+++ TEKS BACAAN

Sejujurnya, ini pertama kalinya saya melakukan perjalanan ke
Eropa. Dan yang menyenangkan adalah saya pergi sendirian! Tujuan utama saya
adalah mengikuti konferensi sepak bola bernama International Football
Development Conference 2012 yang berlangsung 12-13 Desember di RAI Conferention
Centre, Amsterdam. Pembicaranya ada dari perwakilan FIFA, UEFA, KNVB, DFB, Johan
Cruyff Foundation dan bahkan mantan pemain Liverpool yang menjadi direktur
teknik FFF, Gerard Houllier juga membawakan satu sesi tentang karakteristik
dalam pengembangan pembinaan usia muda.
Kata-kata mengenai pembinaan sering hanya menjadi ‘citra’
belaka di Indonesia. Namun, tidak bagi para peserta dan pembicara di konferensi
ini. Saya sungguh belajar banyak, bagaimana untuk bisa total membangun sebuah
pondasi sepak bola yang kuat, kuncinya adalah di pembinaan. Bahkan, Johan
Cruyff Foundation juga mengembangkan skema untuk membentuk talenta pemain yang
berkarakter. Dengan filosofi “football
is about quality and result. Result without quality is boring, quality without
results makes no sense”, mereka menyadari pentignnya intelegensia agar
pemain bukan hanya sebagai ‘robot’ namun ‘decision maker’ baik di dalam
lapangan, maupun di kehidupan sehari-hari. Tentunya sulit membahas hal seperti
ini di Indonesia.. Hehe..
Selesai berkonferensi ria, saya langsung mengepak barang
menuju Belgia. Vise menjadi tujuan selanjutnya. Demi menyaksikan salah satu
klub yang kebetulan dimiliki oleh orang Indonesia, dan ada pemain-pemain muda
tanah air disana, saya menempuh perjalanan dengan kereta sekitar 2 jam. Bertemu
Syamsir Alam, Yandi Sofyan dan Alvin, tentu membuat hati senang. Saya
memberikan 3 jersey pemain favorit mereka di Persija, Bambang Pamungkas dan
Ismed Sofyan. Saya juga berkesempatan menonton langsung pertandingan CS Vise vs
FC Sint Niklaas yang berakhir dengan skor 0-0, bahkan saya diajak untuk gala
dinner dengan manajemen CS Vise. Dan senangnya, saya dioleh-olehi jersey CS
Vise milik Syamsir Alam.

++++++

TUGAS DIKERJAKAN: Ketik ulang bagian teks bacaan tentang perjalanan ke Eropa, mulai dari "Kata-kata mengenai pembinaan" sampai dengan "di Indonesia.. Hehe..", dan sertakan kata-kata terakhir itu. Catatan data diambil dari sumber lain, bukan dari teks bacaan.

+++ CATATAN DATA

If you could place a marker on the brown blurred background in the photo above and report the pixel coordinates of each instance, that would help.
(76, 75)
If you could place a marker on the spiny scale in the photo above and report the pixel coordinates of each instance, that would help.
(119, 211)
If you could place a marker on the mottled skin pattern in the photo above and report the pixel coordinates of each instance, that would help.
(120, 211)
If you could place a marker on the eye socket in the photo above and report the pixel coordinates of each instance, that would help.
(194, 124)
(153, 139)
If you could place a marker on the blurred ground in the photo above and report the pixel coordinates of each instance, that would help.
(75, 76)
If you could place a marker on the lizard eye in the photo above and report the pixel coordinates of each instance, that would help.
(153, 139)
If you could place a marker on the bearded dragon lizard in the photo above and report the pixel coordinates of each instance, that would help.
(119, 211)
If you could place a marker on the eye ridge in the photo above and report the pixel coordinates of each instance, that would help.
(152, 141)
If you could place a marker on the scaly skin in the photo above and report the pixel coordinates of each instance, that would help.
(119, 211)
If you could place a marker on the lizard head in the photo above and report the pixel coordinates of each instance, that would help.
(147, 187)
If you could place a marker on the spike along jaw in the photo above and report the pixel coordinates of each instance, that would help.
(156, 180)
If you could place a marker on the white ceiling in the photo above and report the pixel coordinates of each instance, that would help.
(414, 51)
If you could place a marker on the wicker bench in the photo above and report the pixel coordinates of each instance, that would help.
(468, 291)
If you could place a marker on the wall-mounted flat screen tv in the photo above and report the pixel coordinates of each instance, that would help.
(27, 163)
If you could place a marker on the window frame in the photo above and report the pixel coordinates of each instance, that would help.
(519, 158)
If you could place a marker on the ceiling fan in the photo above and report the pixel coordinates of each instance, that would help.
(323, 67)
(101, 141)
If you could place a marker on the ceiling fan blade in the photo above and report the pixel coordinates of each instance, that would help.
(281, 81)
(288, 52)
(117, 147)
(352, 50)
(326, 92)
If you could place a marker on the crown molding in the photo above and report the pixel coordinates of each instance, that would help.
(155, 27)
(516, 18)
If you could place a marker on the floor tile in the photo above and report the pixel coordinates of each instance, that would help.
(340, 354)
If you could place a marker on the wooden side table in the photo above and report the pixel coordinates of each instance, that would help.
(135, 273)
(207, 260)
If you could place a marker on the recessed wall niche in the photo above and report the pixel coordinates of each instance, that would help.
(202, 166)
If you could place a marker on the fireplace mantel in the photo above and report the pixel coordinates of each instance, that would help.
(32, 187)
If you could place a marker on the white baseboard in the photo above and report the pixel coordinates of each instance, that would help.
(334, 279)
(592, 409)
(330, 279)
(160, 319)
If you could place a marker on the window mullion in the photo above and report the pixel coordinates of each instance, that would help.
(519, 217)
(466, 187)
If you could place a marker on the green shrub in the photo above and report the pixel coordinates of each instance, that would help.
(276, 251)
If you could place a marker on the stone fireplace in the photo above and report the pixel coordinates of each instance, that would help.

++++++

JAWABAN TUGAS:
Kata-kata mengenai pembinaan sering hanya menjadi ‘citra’
belaka di Indonesia. Namun, tidak bagi para peserta dan pembicara di konferensi
ini. Saya sungguh belajar banyak, bagaimana untuk bisa total membangun sebuah
pondasi sepak bola yang kuat, kuncinya adalah di pembinaan. Bahkan, Johan
Cruyff Foundation juga mengembangkan skema untuk membentuk talenta pemain yang
berkarakter. Dengan filosofi “football
is about quality and result. Result without quality is boring, quality without
results makes no sense”, mereka menyadari pentignnya intelegensia agar
pemain bukan hanya sebagai ‘robot’ namun ‘decision maker’ baik di dalam
lapangan, maupun di kehidupan sehari-hari. Tentunya sulit membahas hal seperti
ini di Indonesia.. Hehe..